Region pointing data
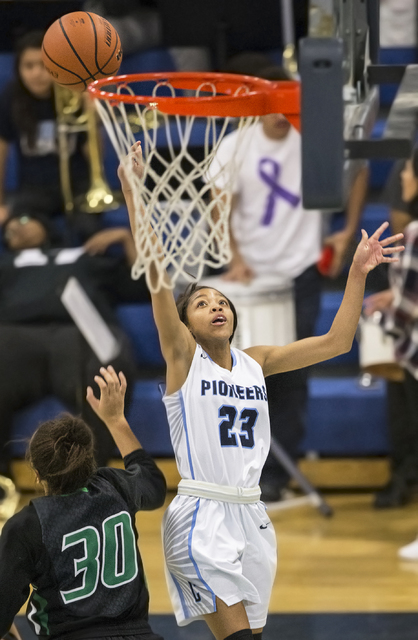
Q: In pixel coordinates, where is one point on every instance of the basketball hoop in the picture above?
(176, 112)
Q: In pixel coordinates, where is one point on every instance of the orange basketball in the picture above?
(81, 47)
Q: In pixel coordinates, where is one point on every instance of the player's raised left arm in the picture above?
(369, 254)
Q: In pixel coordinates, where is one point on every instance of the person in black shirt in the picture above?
(41, 350)
(77, 545)
(28, 121)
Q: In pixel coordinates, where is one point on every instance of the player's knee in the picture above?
(243, 634)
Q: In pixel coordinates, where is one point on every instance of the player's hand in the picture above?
(378, 302)
(371, 251)
(134, 163)
(110, 406)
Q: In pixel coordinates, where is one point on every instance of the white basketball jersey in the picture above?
(219, 421)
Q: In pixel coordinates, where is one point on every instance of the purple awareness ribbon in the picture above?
(269, 171)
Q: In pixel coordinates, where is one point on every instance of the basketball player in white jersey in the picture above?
(220, 547)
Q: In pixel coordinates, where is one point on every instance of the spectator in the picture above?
(28, 119)
(274, 234)
(103, 593)
(41, 350)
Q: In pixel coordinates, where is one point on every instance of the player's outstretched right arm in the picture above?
(177, 343)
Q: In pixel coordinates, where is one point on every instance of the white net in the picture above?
(186, 206)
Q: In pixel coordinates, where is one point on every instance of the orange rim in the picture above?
(260, 98)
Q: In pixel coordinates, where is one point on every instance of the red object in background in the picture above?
(324, 262)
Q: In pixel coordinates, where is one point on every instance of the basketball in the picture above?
(81, 47)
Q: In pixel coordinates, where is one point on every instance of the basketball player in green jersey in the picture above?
(77, 545)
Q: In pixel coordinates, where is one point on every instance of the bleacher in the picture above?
(345, 419)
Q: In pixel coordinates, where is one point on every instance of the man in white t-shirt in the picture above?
(272, 234)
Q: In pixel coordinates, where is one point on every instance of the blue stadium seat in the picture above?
(379, 167)
(11, 169)
(138, 323)
(148, 419)
(148, 61)
(345, 419)
(395, 55)
(27, 420)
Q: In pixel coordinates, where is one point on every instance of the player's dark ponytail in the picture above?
(183, 300)
(62, 452)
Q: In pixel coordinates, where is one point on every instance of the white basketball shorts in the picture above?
(221, 549)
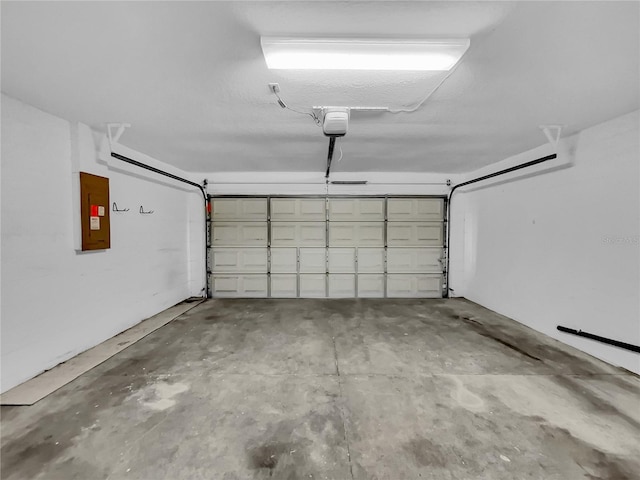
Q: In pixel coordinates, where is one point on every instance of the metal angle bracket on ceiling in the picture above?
(552, 132)
(113, 138)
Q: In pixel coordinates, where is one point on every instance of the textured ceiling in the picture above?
(191, 78)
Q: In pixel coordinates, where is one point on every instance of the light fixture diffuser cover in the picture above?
(362, 54)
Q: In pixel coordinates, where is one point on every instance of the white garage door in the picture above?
(286, 247)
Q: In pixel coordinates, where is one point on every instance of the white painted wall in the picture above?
(560, 246)
(56, 300)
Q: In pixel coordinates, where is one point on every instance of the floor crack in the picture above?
(341, 408)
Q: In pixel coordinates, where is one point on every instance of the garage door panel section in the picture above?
(414, 286)
(415, 209)
(313, 285)
(298, 209)
(342, 286)
(239, 260)
(239, 234)
(356, 209)
(371, 260)
(342, 260)
(358, 234)
(284, 285)
(408, 234)
(239, 209)
(313, 260)
(371, 285)
(284, 260)
(298, 234)
(237, 286)
(414, 260)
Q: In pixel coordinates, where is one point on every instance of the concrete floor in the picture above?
(335, 389)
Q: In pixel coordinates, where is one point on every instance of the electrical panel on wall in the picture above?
(94, 211)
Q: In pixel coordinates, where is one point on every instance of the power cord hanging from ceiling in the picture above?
(315, 118)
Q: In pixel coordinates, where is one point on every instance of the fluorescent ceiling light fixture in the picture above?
(361, 54)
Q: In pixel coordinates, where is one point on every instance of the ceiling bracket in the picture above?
(552, 132)
(113, 138)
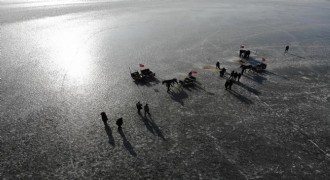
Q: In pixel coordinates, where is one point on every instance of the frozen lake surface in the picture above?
(62, 63)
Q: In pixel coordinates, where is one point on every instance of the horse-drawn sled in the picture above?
(142, 75)
(256, 67)
(137, 76)
(188, 81)
(147, 73)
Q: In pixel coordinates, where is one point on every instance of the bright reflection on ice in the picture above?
(70, 51)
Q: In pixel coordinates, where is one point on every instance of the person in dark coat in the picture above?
(217, 65)
(235, 75)
(139, 107)
(230, 83)
(104, 117)
(286, 49)
(168, 85)
(232, 74)
(239, 76)
(146, 110)
(241, 52)
(226, 84)
(119, 122)
(222, 72)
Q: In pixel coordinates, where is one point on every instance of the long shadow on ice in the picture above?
(109, 133)
(265, 72)
(147, 82)
(152, 126)
(241, 97)
(250, 89)
(296, 55)
(255, 77)
(126, 143)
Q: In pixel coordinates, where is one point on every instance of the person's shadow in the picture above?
(152, 126)
(126, 143)
(108, 129)
(109, 133)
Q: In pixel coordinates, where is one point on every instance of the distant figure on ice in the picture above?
(146, 110)
(222, 72)
(217, 65)
(119, 122)
(247, 54)
(239, 76)
(241, 52)
(227, 84)
(235, 75)
(232, 74)
(168, 85)
(286, 49)
(104, 118)
(139, 107)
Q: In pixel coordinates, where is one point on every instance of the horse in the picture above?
(244, 67)
(170, 81)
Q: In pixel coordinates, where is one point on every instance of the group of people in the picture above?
(235, 75)
(120, 121)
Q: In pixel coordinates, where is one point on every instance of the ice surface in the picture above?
(62, 64)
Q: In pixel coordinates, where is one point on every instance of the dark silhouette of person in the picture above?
(119, 122)
(239, 76)
(247, 54)
(231, 82)
(217, 65)
(222, 72)
(286, 49)
(104, 117)
(241, 52)
(139, 107)
(235, 75)
(168, 85)
(226, 84)
(146, 110)
(232, 74)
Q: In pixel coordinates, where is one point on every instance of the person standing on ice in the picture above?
(217, 65)
(146, 110)
(139, 107)
(239, 76)
(119, 123)
(286, 49)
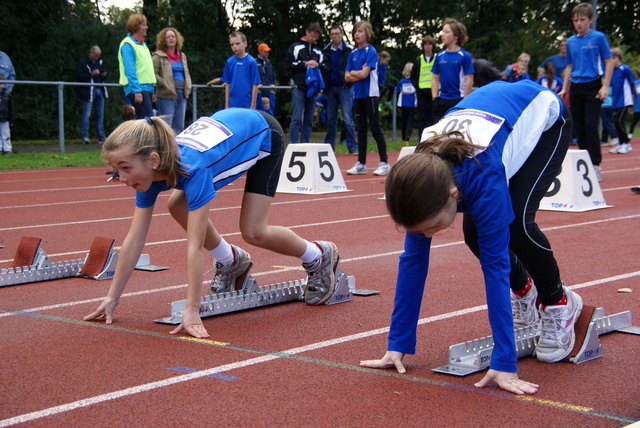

- Exercise directions -
Verbatim output of the entries is required, with each image left out.

- Response for this exercise -
Q: In pixel coordinates, where is one point on every instance of the basketball hoop in the picture above?
(176, 112)
Q: In pixel coordinates, where is one point on every instance of the orange basketball in the picture above?
(81, 47)
Q: In pixel coordinates, where is one point on every instance of the player's raised left arm in the picture above?
(369, 254)
Q: In pixel coordinates, where is one point on every instance of the person in black shirt in the picture above?
(41, 350)
(77, 545)
(28, 121)
Q: In pixel coordinates, where is one point on every instance of the player's knee in the picture above?
(243, 634)
Q: In pixel coordinates, where is one point on every instance of the player's hand in the picture above?
(378, 302)
(371, 251)
(134, 163)
(110, 406)
Q: In pixel coordinates, where is one point on every instance of the white basketball jersey in the picture above?
(219, 421)
Q: In pixel coordinates, where is one point on every instance of the purple awareness ribbon in the picture above?
(269, 171)
Q: In pixel coordinates, where is one point on every instance of the basketball player in white jersey in the picture above?
(220, 547)
Q: In pixel coordinates, where is one point on every instance of the spectator in the picture above?
(28, 119)
(274, 234)
(103, 593)
(41, 350)
Q: In pixel coordinates, where is one point on every instance of the player's outstretched right arm in the picture above?
(177, 343)
Q: In pixel coordinates, where is one point on every instance of the white net in the picture above?
(186, 206)
Q: In pixel coordinates, where is one point on every instance of the orange rim in the picture above?
(260, 98)
Q: In pixel coordinates, where is one point on every instance of the red object in background in the picture above?
(324, 262)
Q: In pixel coordinates, where is one point on every instance of the basketball in the picture above?
(81, 47)
Q: In pixel coordinates, where is one point on every instance of the basketball player in green jersey in the picture above?
(77, 545)
Q: In pixel coordinates, where is one point on every instance of the bleacher in the picture above?
(345, 419)
Q: In pixel coordinates, where is one point on every instance of the man in white t-shirt in the picture above?
(272, 234)
Q: In pixel coordinates, where is one point on every instance of the blue stadium seat in the picture above?
(379, 167)
(11, 169)
(138, 323)
(148, 419)
(148, 61)
(345, 419)
(395, 55)
(27, 420)
Q: In pixel coordinates, where is one point on every instance of the player's dark ponytail in the picture above?
(183, 300)
(62, 452)
Q: In pixel coordinates, where is one point on every instance of the white basketball shorts in the picture above?
(221, 549)
Q: In pixel coordinates, where is one point on every instance of the metal angle bracket on ceiling in the picture above?
(552, 132)
(113, 138)
Q: In pixel coordinates, where is one point on every instance of the textured ceiling in the picture above?
(191, 78)
Q: In pixel coordinates, where is one point on every instance of the light fixture diffuser cover in the picture above?
(362, 54)
Q: In pixel coordinates, where is one point on every instance of the white garage door in the picture above?
(286, 247)
Q: In pixel coordinates, where is one point on every instance of the white painted wall in the picture above?
(560, 246)
(56, 300)
Q: In pixel coordinates, where is one point on every instance of the floor crack in the picture above?
(341, 408)
Q: In pixel coordinates, where is one point on every instance of the garage door panel section in the picture above?
(414, 286)
(415, 209)
(313, 285)
(298, 209)
(342, 286)
(239, 260)
(239, 234)
(356, 209)
(371, 260)
(342, 260)
(358, 234)
(284, 285)
(408, 234)
(239, 209)
(313, 260)
(371, 285)
(284, 260)
(298, 234)
(237, 286)
(414, 260)
Q: In pixel coordinates, where is one point on every instance of the concrete floor in the picture above?
(335, 389)
Q: In pixel coordinates, where is one point on every instance of the electrical panel on wall in the picture above?
(94, 211)
Q: In pixel coordinates, where is one point on every instance of the power cord hanging from ceiling in the picture above?
(315, 118)
Q: In pixel coordinates, where is one point on every instance of the fluorescent ceiling light fixture in the picture above?
(361, 54)
Q: In pixel coordinates, where is one point on every instance of the ceiling bracket in the picture above?
(552, 132)
(113, 138)
Q: In pixel coordinates, where is one point on every instance of the frozen lake surface in the picture above?
(62, 63)
Q: In pixel coordinates, where is one point on every instance of the horse-drawn sled in the picture above?
(142, 75)
(256, 67)
(137, 76)
(188, 81)
(147, 73)
Q: In pixel coordinates, where is one point on every instance of the bright reflection on ice in the picture above?
(70, 51)
Q: In pixel coordinates, where is one point on every instance of the person in dark coat in the picture above?
(217, 65)
(235, 75)
(139, 107)
(230, 83)
(104, 117)
(286, 49)
(168, 85)
(232, 74)
(239, 76)
(146, 110)
(241, 52)
(226, 84)
(119, 122)
(222, 72)
Q: In pixel coordinates, where is one point on every instance of the long shadow on ice in the picture above?
(109, 133)
(265, 72)
(147, 82)
(152, 126)
(241, 97)
(250, 89)
(296, 55)
(255, 77)
(126, 143)
Q: In pixel coordinates, where is one point on every instance of the person's shadow in the picture above?
(152, 126)
(126, 143)
(108, 129)
(109, 133)
Q: In pixel coordinates, where is one point on every instance of the distant figure on ice in the picture above?
(146, 110)
(222, 72)
(217, 65)
(119, 122)
(247, 54)
(239, 76)
(241, 52)
(227, 84)
(235, 75)
(232, 74)
(168, 85)
(286, 49)
(104, 118)
(139, 107)
Q: In pixel coordinates, where is one point on every instance of the horse in the picture above?
(244, 67)
(170, 81)
Q: In pixel coordinates, where is one point on every instance of the group of people in the picture above?
(235, 75)
(120, 121)
Q: In pixel coordinates, where is one point on every instance of the ice surface in the picture above?
(62, 64)
Q: In pixel coordinates, where is one point on every instance of the dark silhouette of person in the picture above?
(119, 122)
(239, 76)
(247, 54)
(231, 82)
(217, 65)
(222, 72)
(286, 49)
(104, 117)
(241, 52)
(139, 107)
(235, 75)
(168, 85)
(226, 84)
(146, 110)
(232, 74)
Q: In pixel coordinates, where is one point on every instance of the person standing on ice in the picture above?
(217, 65)
(146, 110)
(139, 107)
(239, 76)
(119, 123)
(286, 49)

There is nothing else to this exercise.